[Given data start]
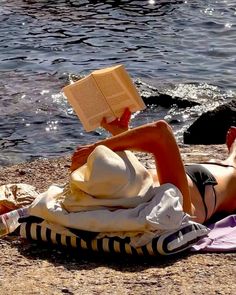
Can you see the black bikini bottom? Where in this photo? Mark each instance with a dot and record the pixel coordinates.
(202, 177)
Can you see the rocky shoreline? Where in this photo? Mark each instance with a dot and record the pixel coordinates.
(32, 268)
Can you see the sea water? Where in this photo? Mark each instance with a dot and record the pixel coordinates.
(184, 48)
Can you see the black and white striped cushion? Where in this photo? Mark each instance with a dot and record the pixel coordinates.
(166, 244)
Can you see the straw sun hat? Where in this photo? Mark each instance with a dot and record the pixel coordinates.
(109, 179)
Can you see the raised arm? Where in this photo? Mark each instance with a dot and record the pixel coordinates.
(156, 138)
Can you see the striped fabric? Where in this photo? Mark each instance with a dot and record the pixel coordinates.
(166, 244)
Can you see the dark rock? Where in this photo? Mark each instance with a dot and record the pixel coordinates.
(166, 100)
(211, 127)
(153, 96)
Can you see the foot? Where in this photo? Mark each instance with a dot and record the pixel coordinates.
(230, 137)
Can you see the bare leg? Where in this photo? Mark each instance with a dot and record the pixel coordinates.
(231, 160)
(156, 138)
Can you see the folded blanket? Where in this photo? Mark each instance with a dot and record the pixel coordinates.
(162, 213)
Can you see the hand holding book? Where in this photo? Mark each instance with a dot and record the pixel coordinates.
(119, 125)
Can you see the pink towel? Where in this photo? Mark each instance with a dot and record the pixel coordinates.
(221, 238)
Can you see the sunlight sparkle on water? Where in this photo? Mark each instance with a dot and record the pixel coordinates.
(228, 25)
(51, 126)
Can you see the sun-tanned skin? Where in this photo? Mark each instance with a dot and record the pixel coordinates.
(157, 138)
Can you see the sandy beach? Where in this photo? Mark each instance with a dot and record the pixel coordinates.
(32, 268)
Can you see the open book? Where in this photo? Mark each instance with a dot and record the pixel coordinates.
(103, 93)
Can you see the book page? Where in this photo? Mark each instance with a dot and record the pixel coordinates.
(88, 102)
(118, 89)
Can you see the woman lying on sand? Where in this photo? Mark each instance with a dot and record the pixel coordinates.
(207, 188)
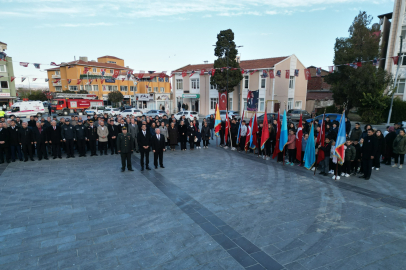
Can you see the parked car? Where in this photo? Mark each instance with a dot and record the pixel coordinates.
(111, 111)
(333, 117)
(294, 115)
(154, 113)
(95, 110)
(189, 115)
(131, 112)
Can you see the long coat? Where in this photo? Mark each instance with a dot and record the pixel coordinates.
(173, 135)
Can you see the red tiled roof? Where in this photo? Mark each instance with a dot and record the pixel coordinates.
(319, 95)
(92, 64)
(109, 56)
(246, 64)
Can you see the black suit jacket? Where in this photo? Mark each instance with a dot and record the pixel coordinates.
(158, 145)
(144, 141)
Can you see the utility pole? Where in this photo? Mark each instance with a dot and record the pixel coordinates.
(400, 60)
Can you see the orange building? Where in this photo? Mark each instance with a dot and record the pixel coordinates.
[Given data end]
§ **Challenge**
Rewrite the whole listing above with every "dot" replaced by "point", changing nothing else. Leave the pictures out of your answer.

§ **Task solution**
Can you see the black bikini bottom? Where in this photo? Mark each instance with a point and record the pixel coordinates.
(202, 177)
Can you see the rocky shoreline? Where in this photo? Mark each instance with a point and record the pixel coordinates.
(32, 268)
Can you see the sea water? Where in this photo? Mark each instance with a point and record the pixel coordinates.
(184, 48)
Can you see the black and white striped cushion? Where in this photo? Mark each instance with a point and record the pixel coordinates.
(166, 244)
Can you see the straw sun hat? Where in this photo? Mark each instance with a point and record the pixel coordinates.
(109, 179)
Can you see the raised arm? Where in this photo? Mark each instance with a point and record the pixel coordinates.
(156, 138)
Can you see the striped fabric? Where in this photo? Mark each instance with a point and record the pixel coordinates.
(166, 244)
Can you see the dark rock? Where in this photo? Mark each instance with a point and record the pixel coordinates.
(166, 100)
(211, 127)
(153, 96)
Can you see the foot? Where in this photo? Mark each instance with a point and record the pixel coordinates.
(230, 137)
Can you see the bare leg? Where in this photo? Mark each instance with a point and record the pixel coordinates.
(231, 160)
(156, 138)
Can you see the folded blanket? Where in this photo? Mark each instance with a point and record the pixel coordinates.
(162, 213)
Can you see the hand holding book? Where in this photo? Mark each instance with a point and record the pixel coordinates.
(119, 125)
Can you see the pink towel? Where in this photo? Mark each instance with a point and record the pixel coordinates.
(221, 238)
Can you see the sunlight sparkle on water? Where in this photo? Mark each instance with a point and record the pixel coordinates.
(228, 25)
(51, 126)
Can you see the sun-tanned skin? Where in this photo? Mark each instance with a point and record the pixel coordinates.
(157, 138)
Can you see the sandy beach? Where in this photo? Mark each instance with a point and record the pixel coordinates.
(32, 268)
Can you see the open book? Where in this photo? Mark each instance with a point and record the pixel coordinates.
(103, 93)
Can you see the book page? Where in this photo? Mark each instance with a point and record the pixel coordinates.
(88, 102)
(118, 89)
Can you see the woman lying on sand? Where in this photo? Mark each instance with a point and record the pixel coordinates.
(207, 188)
Can you see the parked car? Where in this photo? Mark each instance with a point and record the pixel coordinates.
(111, 111)
(333, 117)
(294, 115)
(154, 113)
(95, 110)
(189, 115)
(131, 112)
Can you see the long coat? Where in this photo? Mark each instance with a point and record the pixel coordinates.
(173, 135)
Can you see the red tiled roof? Where in this photo? Mark each instance with a point and record the pixel coordinates.
(319, 95)
(92, 64)
(109, 56)
(246, 64)
Can you see the black suit jacket? Where in this photo? Mark each instance with a point and record the pixel coordinates.
(158, 145)
(144, 141)
Can you see the utility pole? Where in this photo? Mark each instance with a point and record the pixel coordinates.
(400, 60)
Can you see the orange building? Where in this photo? Mark each instance with a point and record the pixel coordinates.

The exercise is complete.